» **REQUIRED WORK**
Copy out each line of the material below with no changes.

» **ENTRIES SHOWN**
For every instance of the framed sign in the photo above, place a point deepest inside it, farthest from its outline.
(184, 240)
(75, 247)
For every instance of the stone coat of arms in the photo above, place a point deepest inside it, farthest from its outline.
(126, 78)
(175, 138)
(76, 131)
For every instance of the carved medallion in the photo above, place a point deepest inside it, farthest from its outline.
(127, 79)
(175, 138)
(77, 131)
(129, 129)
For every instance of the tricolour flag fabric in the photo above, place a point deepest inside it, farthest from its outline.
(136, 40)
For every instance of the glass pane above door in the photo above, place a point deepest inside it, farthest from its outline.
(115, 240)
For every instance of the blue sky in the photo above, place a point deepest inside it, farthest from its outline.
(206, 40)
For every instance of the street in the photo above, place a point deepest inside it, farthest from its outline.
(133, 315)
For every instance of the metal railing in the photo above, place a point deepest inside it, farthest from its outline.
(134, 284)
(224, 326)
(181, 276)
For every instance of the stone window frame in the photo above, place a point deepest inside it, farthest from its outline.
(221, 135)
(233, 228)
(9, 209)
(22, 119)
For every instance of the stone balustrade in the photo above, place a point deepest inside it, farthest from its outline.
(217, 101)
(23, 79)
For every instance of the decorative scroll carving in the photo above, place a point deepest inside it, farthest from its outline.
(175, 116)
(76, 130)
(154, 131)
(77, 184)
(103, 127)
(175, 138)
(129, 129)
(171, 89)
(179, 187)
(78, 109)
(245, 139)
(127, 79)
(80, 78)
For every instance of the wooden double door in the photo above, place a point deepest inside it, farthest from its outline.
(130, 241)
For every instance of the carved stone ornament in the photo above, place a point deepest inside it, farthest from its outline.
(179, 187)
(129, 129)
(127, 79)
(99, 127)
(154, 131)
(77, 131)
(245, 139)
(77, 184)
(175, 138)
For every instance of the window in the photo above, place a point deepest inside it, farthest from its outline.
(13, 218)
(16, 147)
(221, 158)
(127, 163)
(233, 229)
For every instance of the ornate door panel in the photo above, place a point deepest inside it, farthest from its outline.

» **EXERCISE RESPONSE**
For every instance of the framed sign in the photo above, place a point deepest inside it, farthest from its outline.
(184, 240)
(75, 247)
For every instance of the stone coat of arms in the photo above, place a point deepest inside it, farthest from its outline.
(126, 78)
(175, 138)
(76, 131)
For every instance of the carved medallion in the photo above, place a point deepest inside it, farthest from its outline.
(127, 79)
(175, 138)
(77, 131)
(129, 129)
For every instance of the tricolour flag fabric in the photo above, place a point deepest inside it, farthest from its outline.
(136, 40)
For every instance of the glass pane above door in the photo above, place a point deepest inside it, farthest from its outline.
(115, 240)
For every instance of the blue sky in the photo above, place a point deepest inside it, farthest from its outline.
(206, 40)
For every instance of the street in the photo above, place a point deepest inside it, farthest from its outline.
(133, 315)
For every instance of the metal railing in the photo above, place a point deepest inside it, farthest from its outline.
(134, 284)
(224, 326)
(181, 276)
For every instance of the stone window frame in the photo above, place a point deepest inside it, farthest from its outline.
(221, 135)
(233, 228)
(9, 209)
(22, 119)
For every instance of the stone balustrade in the photo above, place a point deepest inside it, farthest from its outline.
(217, 101)
(23, 79)
For every instance of the decorative scroll carving in the photo above, place a point deepest inside it, farthest from its outline.
(175, 116)
(76, 130)
(154, 131)
(77, 184)
(103, 127)
(175, 138)
(129, 129)
(171, 89)
(179, 187)
(78, 109)
(245, 139)
(127, 79)
(80, 78)
For every instance of the wooden double door in the photo above, place a point deepest inside it, farthest from its outline.
(130, 241)
For every instance of the carved stone ornament in the photo above, place a point deepest inside it, farthest from its outline.
(179, 187)
(129, 129)
(127, 79)
(99, 127)
(154, 131)
(77, 131)
(245, 139)
(77, 184)
(175, 138)
For every instance of the window in the photo above, place a point deepest inside it, farthest from its outline.
(13, 218)
(16, 147)
(221, 158)
(127, 163)
(233, 229)
For every instance of the ornate door panel in the photo above, place a point deepest inside it, farthest from its outline.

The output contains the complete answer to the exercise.